=== Exercise brief ===
Reproduce, word for word, the part of the entries below that opens with the line containing "For every instance of the woman's face" and continues through the last line of the entries, both ends included.

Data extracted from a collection
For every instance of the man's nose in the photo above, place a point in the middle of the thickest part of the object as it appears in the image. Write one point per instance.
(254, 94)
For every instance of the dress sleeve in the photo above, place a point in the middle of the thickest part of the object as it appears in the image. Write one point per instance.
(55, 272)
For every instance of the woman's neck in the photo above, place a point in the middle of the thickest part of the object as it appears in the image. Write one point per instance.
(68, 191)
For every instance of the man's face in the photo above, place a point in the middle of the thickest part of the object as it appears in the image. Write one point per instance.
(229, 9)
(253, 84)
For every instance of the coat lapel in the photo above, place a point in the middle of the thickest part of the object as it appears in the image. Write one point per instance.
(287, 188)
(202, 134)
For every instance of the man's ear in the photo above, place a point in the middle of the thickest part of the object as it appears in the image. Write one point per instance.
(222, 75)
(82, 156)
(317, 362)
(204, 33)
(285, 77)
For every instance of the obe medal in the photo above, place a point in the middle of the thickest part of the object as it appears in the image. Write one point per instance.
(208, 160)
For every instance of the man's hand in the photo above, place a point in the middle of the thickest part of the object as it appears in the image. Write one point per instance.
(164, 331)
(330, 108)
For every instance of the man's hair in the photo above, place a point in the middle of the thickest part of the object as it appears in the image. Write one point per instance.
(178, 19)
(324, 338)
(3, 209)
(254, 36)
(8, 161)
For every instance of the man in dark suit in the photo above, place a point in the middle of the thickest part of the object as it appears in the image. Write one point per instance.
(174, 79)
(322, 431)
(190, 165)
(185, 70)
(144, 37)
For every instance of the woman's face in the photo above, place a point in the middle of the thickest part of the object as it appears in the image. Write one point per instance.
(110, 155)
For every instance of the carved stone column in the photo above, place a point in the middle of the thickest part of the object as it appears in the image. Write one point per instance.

=== Result ===
For every instance of the woman's face in the photo above, place a point in the middle of the thickest part of the object as it appears in the image. Write one point per instance.
(110, 155)
For every instance of the carved stone column in the photo above, place a point in the middle of the thickest part of the object as it appears in the image. Write one point per instance.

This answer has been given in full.